## Article
* * * * * * *

La
Visite impériale
Chanson
française – La Visite impériale – Marco Valdo M.I. – 2020
ARLEQUIN
AMOUREUX – 37
Opéra-récit
historique en multiples épisodes, tiré du roman de Jiří Šotola
« Kuře na Rožni » publié en langue allemande, sous le
titre « VAGANTEN, PUPPEN UND SOLDATEN » – Verlag C.J.
Bucher, Lucerne-Frankfurt – en 1972 et particulièrement de
l’édition française de « LES JAMBES C’EST FAIT POUR
CAVALER », traduction de Marcel Aymonin, publiée chez
Flammarion à Paris en 1979.
Dialogue
Maïeutique
Souviens-toi,
dit Marco Valdo M.I., après l’enterrement de Serenus et la longue
veille qui s’en était suivi, à laquelle Matthias s’était mêlé,
manière de profiter un peu du banquet et avait pour ce faire laissé
sur la place du village tout son petit théâtre. Une rébellion, une
petite révolution avait secoué la troupe abandonnée. Il s’y
était élevé des velléités d’indépendance ; certains
s’étaient même quasiment mis en route. Ce n’est que grâce à
l’intervention du Docteur Faust et de Polichinelle, la scission
avait été évitée. Au matin, tous s’étaient ravisés et sous la
houlette de Matthias, devenu entretemps Andrea Sereno, ils avaient
repris le chemin de la clandestinité.

* * * * * * *

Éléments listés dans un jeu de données
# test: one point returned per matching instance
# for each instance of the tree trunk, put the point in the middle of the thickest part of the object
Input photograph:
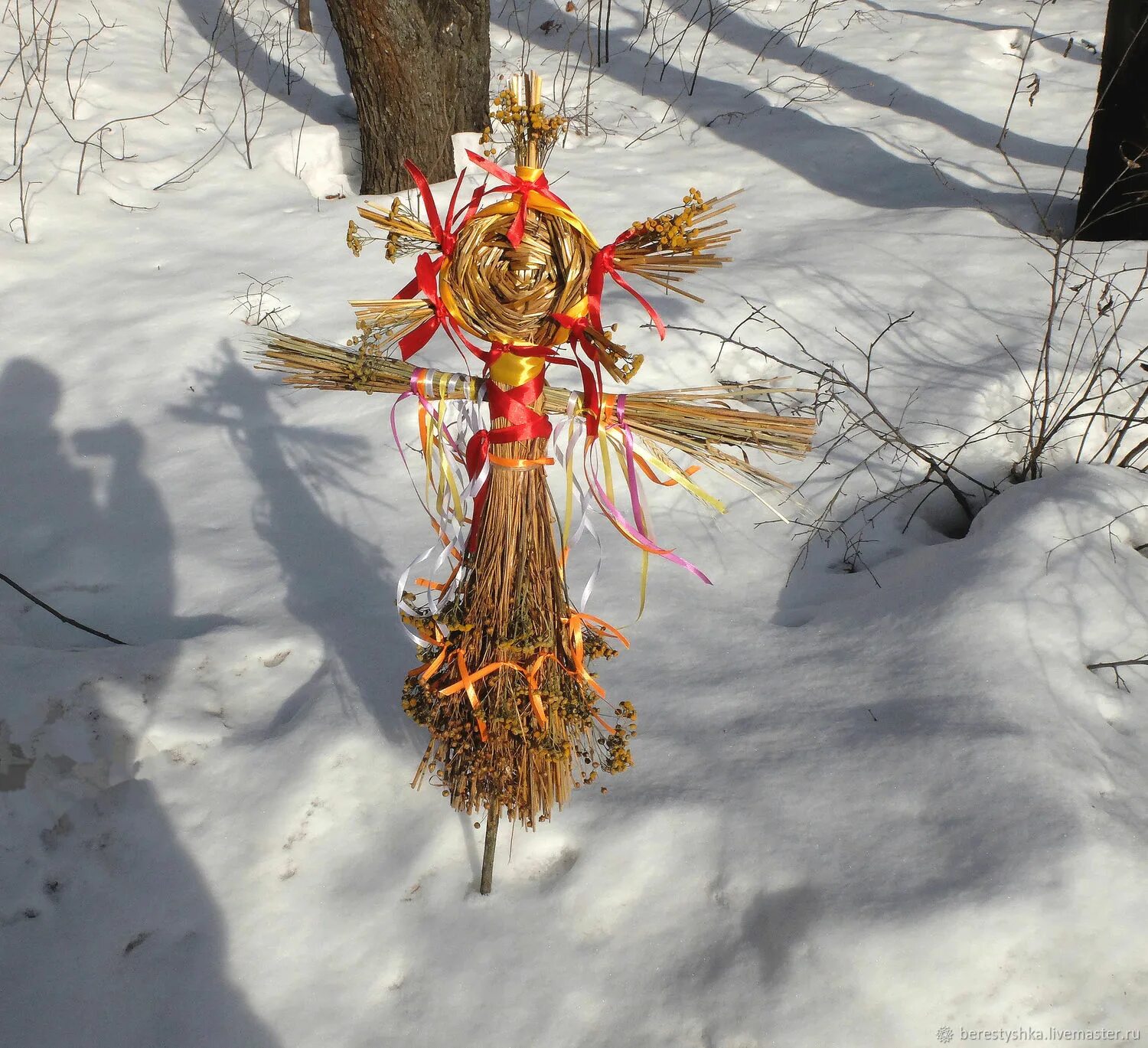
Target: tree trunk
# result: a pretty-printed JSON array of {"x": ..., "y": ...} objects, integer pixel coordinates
[
  {"x": 419, "y": 70},
  {"x": 1114, "y": 195}
]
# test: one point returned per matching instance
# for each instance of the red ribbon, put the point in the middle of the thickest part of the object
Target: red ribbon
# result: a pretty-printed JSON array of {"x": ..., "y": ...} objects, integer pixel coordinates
[
  {"x": 426, "y": 280},
  {"x": 604, "y": 263},
  {"x": 525, "y": 424},
  {"x": 592, "y": 380},
  {"x": 445, "y": 237},
  {"x": 520, "y": 186}
]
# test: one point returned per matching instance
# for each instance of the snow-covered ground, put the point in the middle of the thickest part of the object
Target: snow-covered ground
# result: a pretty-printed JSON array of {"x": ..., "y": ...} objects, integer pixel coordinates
[{"x": 870, "y": 808}]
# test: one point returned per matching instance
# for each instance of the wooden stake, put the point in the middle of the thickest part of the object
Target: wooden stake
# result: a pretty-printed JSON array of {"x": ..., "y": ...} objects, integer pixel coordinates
[{"x": 494, "y": 814}]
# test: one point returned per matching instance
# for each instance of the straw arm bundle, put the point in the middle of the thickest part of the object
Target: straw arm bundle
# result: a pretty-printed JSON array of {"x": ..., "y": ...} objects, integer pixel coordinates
[{"x": 697, "y": 422}]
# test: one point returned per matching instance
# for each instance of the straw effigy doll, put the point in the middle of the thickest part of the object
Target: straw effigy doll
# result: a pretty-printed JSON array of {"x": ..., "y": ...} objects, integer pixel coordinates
[{"x": 505, "y": 687}]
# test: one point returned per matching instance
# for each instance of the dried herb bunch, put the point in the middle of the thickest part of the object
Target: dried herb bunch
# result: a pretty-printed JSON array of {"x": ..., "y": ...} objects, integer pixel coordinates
[
  {"x": 666, "y": 248},
  {"x": 698, "y": 423},
  {"x": 530, "y": 730},
  {"x": 521, "y": 113},
  {"x": 406, "y": 233}
]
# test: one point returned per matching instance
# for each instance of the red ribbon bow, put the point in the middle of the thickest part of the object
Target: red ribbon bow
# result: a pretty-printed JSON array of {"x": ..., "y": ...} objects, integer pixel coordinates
[
  {"x": 520, "y": 186},
  {"x": 426, "y": 280},
  {"x": 604, "y": 263}
]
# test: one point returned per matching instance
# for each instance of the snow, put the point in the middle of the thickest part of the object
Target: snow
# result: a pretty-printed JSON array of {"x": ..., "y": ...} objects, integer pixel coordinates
[{"x": 866, "y": 806}]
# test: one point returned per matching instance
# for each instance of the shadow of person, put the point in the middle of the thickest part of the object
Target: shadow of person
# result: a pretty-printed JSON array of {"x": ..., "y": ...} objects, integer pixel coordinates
[
  {"x": 335, "y": 583},
  {"x": 47, "y": 512},
  {"x": 110, "y": 932},
  {"x": 135, "y": 537}
]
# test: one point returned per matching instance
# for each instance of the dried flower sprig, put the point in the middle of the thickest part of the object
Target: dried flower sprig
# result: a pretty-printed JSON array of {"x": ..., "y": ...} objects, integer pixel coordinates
[
  {"x": 520, "y": 110},
  {"x": 667, "y": 247},
  {"x": 406, "y": 233}
]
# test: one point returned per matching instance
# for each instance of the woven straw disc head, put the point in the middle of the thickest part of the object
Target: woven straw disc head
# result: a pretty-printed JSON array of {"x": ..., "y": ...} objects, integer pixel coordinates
[{"x": 507, "y": 294}]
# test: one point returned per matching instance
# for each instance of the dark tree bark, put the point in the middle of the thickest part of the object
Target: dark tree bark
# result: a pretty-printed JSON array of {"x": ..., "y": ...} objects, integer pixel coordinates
[
  {"x": 1114, "y": 195},
  {"x": 419, "y": 70}
]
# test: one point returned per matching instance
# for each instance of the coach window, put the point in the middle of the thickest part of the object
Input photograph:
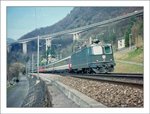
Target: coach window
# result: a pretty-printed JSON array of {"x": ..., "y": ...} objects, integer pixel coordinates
[{"x": 97, "y": 50}]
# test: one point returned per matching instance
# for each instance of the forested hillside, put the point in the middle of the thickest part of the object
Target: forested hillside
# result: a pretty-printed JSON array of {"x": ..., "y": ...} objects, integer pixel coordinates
[{"x": 81, "y": 16}]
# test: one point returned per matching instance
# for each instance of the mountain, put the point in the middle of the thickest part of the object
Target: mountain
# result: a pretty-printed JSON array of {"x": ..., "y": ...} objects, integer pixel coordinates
[
  {"x": 10, "y": 40},
  {"x": 81, "y": 16}
]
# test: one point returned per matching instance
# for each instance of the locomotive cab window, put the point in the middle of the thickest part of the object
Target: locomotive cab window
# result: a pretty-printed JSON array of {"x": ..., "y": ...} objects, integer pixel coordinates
[
  {"x": 97, "y": 50},
  {"x": 107, "y": 50}
]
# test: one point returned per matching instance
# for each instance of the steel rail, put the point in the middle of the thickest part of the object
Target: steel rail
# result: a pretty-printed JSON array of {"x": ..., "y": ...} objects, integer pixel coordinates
[{"x": 122, "y": 78}]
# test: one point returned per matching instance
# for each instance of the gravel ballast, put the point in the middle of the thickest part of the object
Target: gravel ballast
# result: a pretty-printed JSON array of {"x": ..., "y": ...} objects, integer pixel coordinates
[{"x": 109, "y": 94}]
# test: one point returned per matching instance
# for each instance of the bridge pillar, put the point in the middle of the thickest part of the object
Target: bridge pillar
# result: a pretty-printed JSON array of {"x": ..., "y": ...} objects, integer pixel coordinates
[
  {"x": 24, "y": 47},
  {"x": 76, "y": 36},
  {"x": 48, "y": 43}
]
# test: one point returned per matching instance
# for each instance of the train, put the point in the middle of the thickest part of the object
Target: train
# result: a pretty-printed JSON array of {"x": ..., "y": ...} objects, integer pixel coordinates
[{"x": 95, "y": 58}]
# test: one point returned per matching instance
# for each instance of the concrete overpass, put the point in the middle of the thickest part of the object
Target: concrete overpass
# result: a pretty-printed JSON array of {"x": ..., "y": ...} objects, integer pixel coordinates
[{"x": 76, "y": 32}]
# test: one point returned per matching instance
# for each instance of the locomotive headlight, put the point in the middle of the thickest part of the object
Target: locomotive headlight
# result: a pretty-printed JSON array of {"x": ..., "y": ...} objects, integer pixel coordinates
[{"x": 104, "y": 57}]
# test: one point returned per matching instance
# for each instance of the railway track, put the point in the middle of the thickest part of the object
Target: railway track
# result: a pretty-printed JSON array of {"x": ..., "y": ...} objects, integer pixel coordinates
[{"x": 123, "y": 78}]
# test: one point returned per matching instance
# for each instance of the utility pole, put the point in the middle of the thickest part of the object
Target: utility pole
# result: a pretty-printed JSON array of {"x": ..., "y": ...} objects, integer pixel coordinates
[
  {"x": 26, "y": 69},
  {"x": 130, "y": 36},
  {"x": 32, "y": 61},
  {"x": 38, "y": 57}
]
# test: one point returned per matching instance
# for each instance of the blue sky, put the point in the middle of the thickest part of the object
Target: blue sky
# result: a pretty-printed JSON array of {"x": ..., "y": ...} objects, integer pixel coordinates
[{"x": 21, "y": 20}]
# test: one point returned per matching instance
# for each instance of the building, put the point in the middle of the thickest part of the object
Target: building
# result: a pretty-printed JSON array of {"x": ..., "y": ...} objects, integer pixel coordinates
[{"x": 121, "y": 43}]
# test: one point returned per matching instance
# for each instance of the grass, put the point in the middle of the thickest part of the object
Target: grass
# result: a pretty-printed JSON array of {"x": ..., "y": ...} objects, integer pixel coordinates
[
  {"x": 133, "y": 56},
  {"x": 128, "y": 68}
]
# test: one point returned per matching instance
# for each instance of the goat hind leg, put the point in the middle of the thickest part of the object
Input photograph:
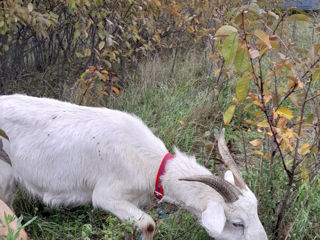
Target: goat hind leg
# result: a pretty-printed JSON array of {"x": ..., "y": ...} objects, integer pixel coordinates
[
  {"x": 124, "y": 210},
  {"x": 7, "y": 183}
]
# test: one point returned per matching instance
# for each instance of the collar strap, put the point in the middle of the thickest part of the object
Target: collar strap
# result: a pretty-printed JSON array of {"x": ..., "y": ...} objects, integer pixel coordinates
[{"x": 158, "y": 190}]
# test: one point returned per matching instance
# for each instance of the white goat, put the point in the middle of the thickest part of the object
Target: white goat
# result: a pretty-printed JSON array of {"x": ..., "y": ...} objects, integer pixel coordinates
[{"x": 69, "y": 155}]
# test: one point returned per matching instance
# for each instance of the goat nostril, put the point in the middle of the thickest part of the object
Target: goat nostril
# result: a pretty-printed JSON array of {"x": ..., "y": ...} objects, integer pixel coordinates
[{"x": 150, "y": 228}]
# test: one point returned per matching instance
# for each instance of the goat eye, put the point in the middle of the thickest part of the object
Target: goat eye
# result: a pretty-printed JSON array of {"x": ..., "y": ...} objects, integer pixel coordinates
[{"x": 238, "y": 225}]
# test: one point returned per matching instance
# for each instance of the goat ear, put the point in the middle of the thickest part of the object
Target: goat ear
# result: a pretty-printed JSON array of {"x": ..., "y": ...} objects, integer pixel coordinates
[
  {"x": 213, "y": 218},
  {"x": 228, "y": 176}
]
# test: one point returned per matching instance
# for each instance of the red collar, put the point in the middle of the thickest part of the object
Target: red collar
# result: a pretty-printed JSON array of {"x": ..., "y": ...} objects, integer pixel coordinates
[{"x": 158, "y": 190}]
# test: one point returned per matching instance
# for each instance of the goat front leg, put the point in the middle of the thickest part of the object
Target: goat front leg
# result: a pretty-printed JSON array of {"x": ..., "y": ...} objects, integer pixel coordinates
[{"x": 124, "y": 210}]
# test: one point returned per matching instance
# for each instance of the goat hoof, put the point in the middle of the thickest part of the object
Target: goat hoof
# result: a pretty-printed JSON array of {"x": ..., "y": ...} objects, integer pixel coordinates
[{"x": 128, "y": 236}]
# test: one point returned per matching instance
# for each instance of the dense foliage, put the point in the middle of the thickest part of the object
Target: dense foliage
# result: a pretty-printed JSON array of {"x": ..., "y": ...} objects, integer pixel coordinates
[{"x": 253, "y": 67}]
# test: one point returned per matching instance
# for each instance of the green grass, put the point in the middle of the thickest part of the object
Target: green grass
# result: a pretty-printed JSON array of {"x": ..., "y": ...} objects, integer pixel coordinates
[{"x": 182, "y": 110}]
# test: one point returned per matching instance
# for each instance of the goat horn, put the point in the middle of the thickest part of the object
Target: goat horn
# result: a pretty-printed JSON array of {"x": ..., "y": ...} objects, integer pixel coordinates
[
  {"x": 229, "y": 192},
  {"x": 228, "y": 160}
]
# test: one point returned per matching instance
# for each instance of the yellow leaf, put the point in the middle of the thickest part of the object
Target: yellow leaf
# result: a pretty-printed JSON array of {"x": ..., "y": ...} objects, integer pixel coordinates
[
  {"x": 225, "y": 31},
  {"x": 217, "y": 71},
  {"x": 101, "y": 45},
  {"x": 257, "y": 153},
  {"x": 251, "y": 122},
  {"x": 256, "y": 142},
  {"x": 314, "y": 149},
  {"x": 256, "y": 102},
  {"x": 227, "y": 116},
  {"x": 116, "y": 90},
  {"x": 242, "y": 87},
  {"x": 304, "y": 171},
  {"x": 263, "y": 123},
  {"x": 284, "y": 112},
  {"x": 30, "y": 7},
  {"x": 316, "y": 75},
  {"x": 247, "y": 107},
  {"x": 289, "y": 163},
  {"x": 282, "y": 122},
  {"x": 258, "y": 113},
  {"x": 304, "y": 149}
]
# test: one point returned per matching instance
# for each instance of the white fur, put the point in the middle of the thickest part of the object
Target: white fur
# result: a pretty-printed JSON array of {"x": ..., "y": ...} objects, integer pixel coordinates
[{"x": 66, "y": 154}]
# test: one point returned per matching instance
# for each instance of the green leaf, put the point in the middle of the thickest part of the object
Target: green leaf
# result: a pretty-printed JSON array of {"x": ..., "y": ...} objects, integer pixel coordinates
[
  {"x": 101, "y": 45},
  {"x": 225, "y": 31},
  {"x": 316, "y": 75},
  {"x": 3, "y": 134},
  {"x": 299, "y": 17},
  {"x": 242, "y": 88},
  {"x": 242, "y": 60},
  {"x": 263, "y": 36},
  {"x": 229, "y": 47},
  {"x": 227, "y": 116}
]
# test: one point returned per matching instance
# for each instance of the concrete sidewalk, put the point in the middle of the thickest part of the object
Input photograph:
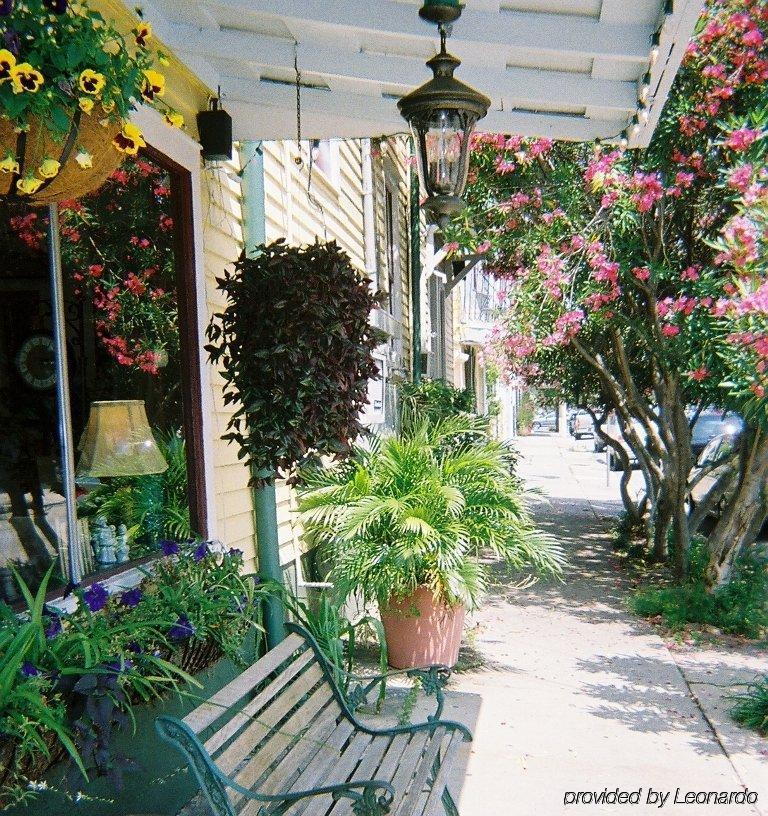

* * * * * * *

## Exercices à faire
1 > Dans l'article sur La Visite impériale, grâce à l'intervention de qui la scission de la troupe a-t-elle été évitée ?
2 > Prolongez l'article sur La Visite impériale au-delà de sa dernière phrase.

## Réponses dans l'ordre
1 > Grâce à l'intervention du Docteur Faust et de Polichinelle.

2 >
De
ça, je me souviens, répond Lucien l’âne. Et maintenant, que
va-t-il se produire ? Il faut quand même que parfois, ils
s’arrêtent et qu’ils donnent un spectacle histoire d’avoir de
quoi vivre. Et puis, quel sens aurait une troupe de théâtre qui ne
jouerait jamais ? On finirait par s’apercevoir de la
supercherie.
En
effet, Lucien l’âne mon ami, même s’il est dit « pour
vivre heureux, vivons cachés ! », même les déserteurs
doivent se nourrir et ne peuvent rester en permanence cachés. Ils
doivent nécessairement être quelque part ; en l’occurrence,
cette fois, en Enfer. Enfin, dans la salle de l’Auberge « À
l’Enfer » et dans cet Enfer, la troupe se sent bien et elle
consentirait volontiers – moyennant juste compensation – à y
donner quelques représentations divertissantes de théâtre
miniature. Tout se présente sous les meilleurs auspices, mais au
samedi matin, tout ce petit monde est proprement mis à la porte et
poussé hors de la ville ; le tout, sans ménagement. Bref, on
dégage ! Cet impromptu est inattendu, tout à fait anormal :
il doit se passer quelque chose.
Oui,
dit Lucien l’âne, j’ai déjà connu ça ; ce sont des
choses qui arrivent. Généralement, on chasse les mendiants, les
gitans, les juifs, les étrangers, les sans-papiers, les damnés de
la terre. Souvent, ça ressemble à un grand nettoyage de printemps :
on balaye tout.
Tu
vois juste, Lucien l’âne mon ami, c’est une sorte de grand
nettoyage qu’organisent les autorités de Litomyšl,
cette petite ville de Bohême
d’où Matthias, à l’époque Luigi Sevastiano, avait déjà dû
fuir. C’était le récit que faisaient :
L’Aveu
théâtral :
où pour survivre, Arlequin (alias, alias…)
à l’instigation de la Comtesse se fait conseiller in teatro auprès
du Comte de Wallenstein.
Le
Bouffon de Franziska :
où Arlequin, conseiller in teatro est captif de la Comtesse qui le
traite sous le nom germanisé d’Harlekin.
Une
Statue ne porte pas de Caleçon :
où Arlequin, revenu sur scène, se retrouve le cul nu sur la scène
du théâtre
du Comte Wallenstein.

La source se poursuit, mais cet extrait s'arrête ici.